### WRITTEN PROBLEM
Starting at the line that contains "Reviewer note: confirm that each instance of the tree", write out every line through the last one in the records below, word for word. Leave out any pictures.

Stored data:
§ §

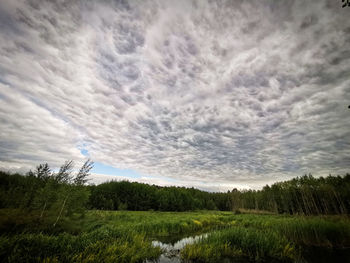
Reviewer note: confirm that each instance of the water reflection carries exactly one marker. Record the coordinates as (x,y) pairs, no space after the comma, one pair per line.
(172,251)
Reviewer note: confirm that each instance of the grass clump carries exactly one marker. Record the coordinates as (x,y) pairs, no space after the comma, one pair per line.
(255,245)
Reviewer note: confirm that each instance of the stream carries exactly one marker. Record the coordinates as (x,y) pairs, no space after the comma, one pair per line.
(172,246)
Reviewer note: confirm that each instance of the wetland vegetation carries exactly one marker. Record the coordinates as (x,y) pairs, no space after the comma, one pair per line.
(50,216)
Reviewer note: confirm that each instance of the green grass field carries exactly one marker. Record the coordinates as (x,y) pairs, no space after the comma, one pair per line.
(125,236)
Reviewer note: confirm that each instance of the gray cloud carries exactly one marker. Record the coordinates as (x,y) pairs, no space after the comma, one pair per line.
(231,92)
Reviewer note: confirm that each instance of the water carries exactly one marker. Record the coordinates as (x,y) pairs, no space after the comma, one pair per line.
(172,246)
(172,250)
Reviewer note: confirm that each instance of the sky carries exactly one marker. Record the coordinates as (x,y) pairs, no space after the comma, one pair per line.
(209,94)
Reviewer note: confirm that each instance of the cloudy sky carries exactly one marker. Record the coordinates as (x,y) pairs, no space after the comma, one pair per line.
(212,94)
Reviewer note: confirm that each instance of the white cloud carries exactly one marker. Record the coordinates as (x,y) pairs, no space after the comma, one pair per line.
(240,93)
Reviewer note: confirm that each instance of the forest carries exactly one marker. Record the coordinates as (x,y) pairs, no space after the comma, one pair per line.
(48,191)
(48,216)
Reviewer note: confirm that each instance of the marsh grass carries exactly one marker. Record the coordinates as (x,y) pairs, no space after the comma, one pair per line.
(125,236)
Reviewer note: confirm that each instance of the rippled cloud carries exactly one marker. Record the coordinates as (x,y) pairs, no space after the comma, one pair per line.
(203,92)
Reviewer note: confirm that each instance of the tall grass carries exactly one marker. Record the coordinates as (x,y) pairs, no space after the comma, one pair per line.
(125,236)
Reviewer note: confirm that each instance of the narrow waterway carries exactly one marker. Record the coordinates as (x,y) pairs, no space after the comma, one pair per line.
(172,250)
(172,246)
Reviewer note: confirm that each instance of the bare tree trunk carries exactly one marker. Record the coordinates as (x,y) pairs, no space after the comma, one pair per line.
(59,215)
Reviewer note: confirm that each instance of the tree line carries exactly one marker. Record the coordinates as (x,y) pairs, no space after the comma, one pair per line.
(305,195)
(63,193)
(52,195)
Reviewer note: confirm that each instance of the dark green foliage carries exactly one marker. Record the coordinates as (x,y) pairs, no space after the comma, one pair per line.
(49,195)
(142,197)
(305,195)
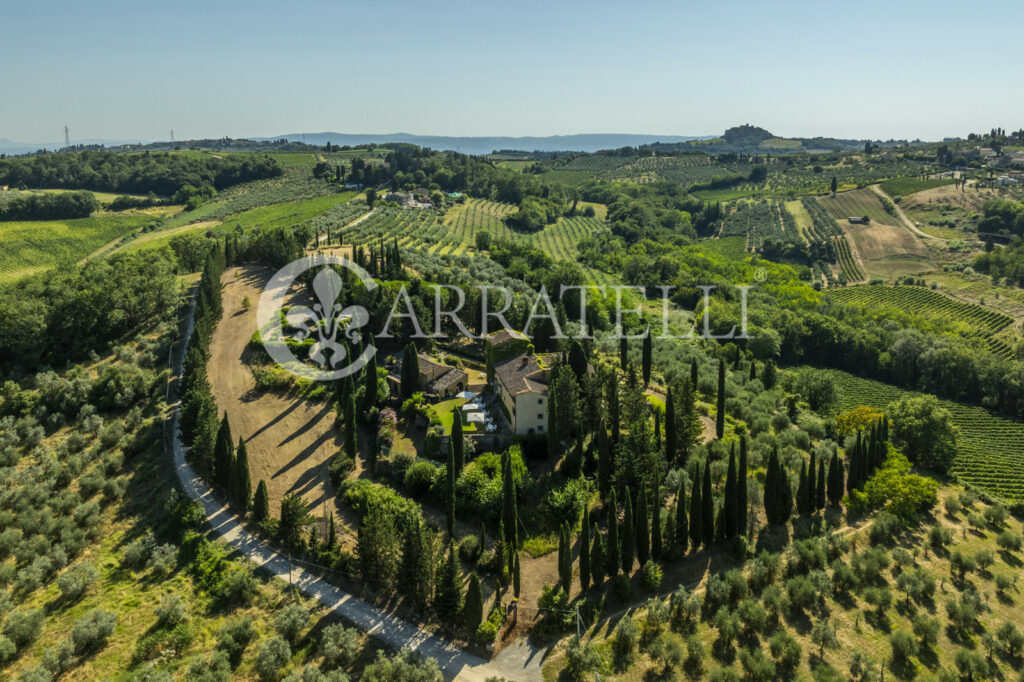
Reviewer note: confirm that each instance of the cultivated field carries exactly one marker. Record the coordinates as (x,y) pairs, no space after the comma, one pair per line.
(988,445)
(31,246)
(953,315)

§ §

### THE REPLY
Reviewer note: confirm that each instance of the tree line carries exactly one marker. Record the coordinates as (x,y) pairs, no space after the comma, one pair per line.
(305,195)
(63,193)
(52,195)
Reviewer note: confirm that each instance of the dark green foliage carries exactly one marker. Record the coordinates as (x,y) pairs, no space after the comma, one pair per line.
(49,195)
(142,197)
(305,195)
Reviewer note: confirm that each instance of the cultivated field carries exactly one marker. Record the coordinates as (x,y) pairs, no space after the comma, one pair per line.
(988,445)
(31,246)
(953,315)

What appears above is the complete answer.